WHAT THE TASK REQUIRES
Reproduce every line of the entries from the line holding "Indicate the notebook" through the end of the entries, inclusive. Scale the x and y coordinates of each answer point by 0.8, rounding to whole numbers with halves going up, and leave the sample coordinates listed after "shaped like:" unchanged.

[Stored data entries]
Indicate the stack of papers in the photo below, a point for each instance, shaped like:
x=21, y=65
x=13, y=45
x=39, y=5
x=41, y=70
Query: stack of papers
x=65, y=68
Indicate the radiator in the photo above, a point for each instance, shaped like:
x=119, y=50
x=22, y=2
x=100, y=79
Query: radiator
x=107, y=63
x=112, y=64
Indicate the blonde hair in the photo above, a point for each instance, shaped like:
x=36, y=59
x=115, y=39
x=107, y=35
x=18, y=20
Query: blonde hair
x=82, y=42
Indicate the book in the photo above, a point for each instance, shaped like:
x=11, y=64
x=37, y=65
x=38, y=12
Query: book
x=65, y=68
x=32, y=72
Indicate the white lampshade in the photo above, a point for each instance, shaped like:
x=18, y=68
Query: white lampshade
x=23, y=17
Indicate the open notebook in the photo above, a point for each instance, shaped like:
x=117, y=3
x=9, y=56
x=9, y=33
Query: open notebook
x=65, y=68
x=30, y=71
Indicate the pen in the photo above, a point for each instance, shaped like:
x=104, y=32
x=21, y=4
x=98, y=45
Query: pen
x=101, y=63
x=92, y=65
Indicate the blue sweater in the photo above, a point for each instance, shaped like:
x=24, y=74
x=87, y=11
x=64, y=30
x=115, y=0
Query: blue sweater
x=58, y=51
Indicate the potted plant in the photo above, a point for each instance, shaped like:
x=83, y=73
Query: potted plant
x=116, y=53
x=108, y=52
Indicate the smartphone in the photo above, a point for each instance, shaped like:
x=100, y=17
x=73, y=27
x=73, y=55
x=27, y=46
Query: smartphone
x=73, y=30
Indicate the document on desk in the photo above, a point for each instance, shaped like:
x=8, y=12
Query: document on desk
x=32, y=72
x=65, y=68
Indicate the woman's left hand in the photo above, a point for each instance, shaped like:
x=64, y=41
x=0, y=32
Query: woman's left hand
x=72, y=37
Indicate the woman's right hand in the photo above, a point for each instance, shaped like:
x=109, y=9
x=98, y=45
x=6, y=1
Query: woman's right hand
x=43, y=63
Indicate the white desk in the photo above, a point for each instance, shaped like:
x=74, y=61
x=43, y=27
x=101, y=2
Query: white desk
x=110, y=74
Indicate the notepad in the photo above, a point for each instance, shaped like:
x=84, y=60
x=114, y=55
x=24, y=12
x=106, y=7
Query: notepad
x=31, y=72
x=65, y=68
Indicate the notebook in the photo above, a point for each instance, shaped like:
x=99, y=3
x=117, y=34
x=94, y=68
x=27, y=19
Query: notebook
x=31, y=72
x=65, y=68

WORKED SOLUTION
Indicate the notebook in the photo above, a point for each instance, shaped like:
x=99, y=3
x=117, y=34
x=94, y=68
x=27, y=19
Query: notebook
x=25, y=58
x=52, y=54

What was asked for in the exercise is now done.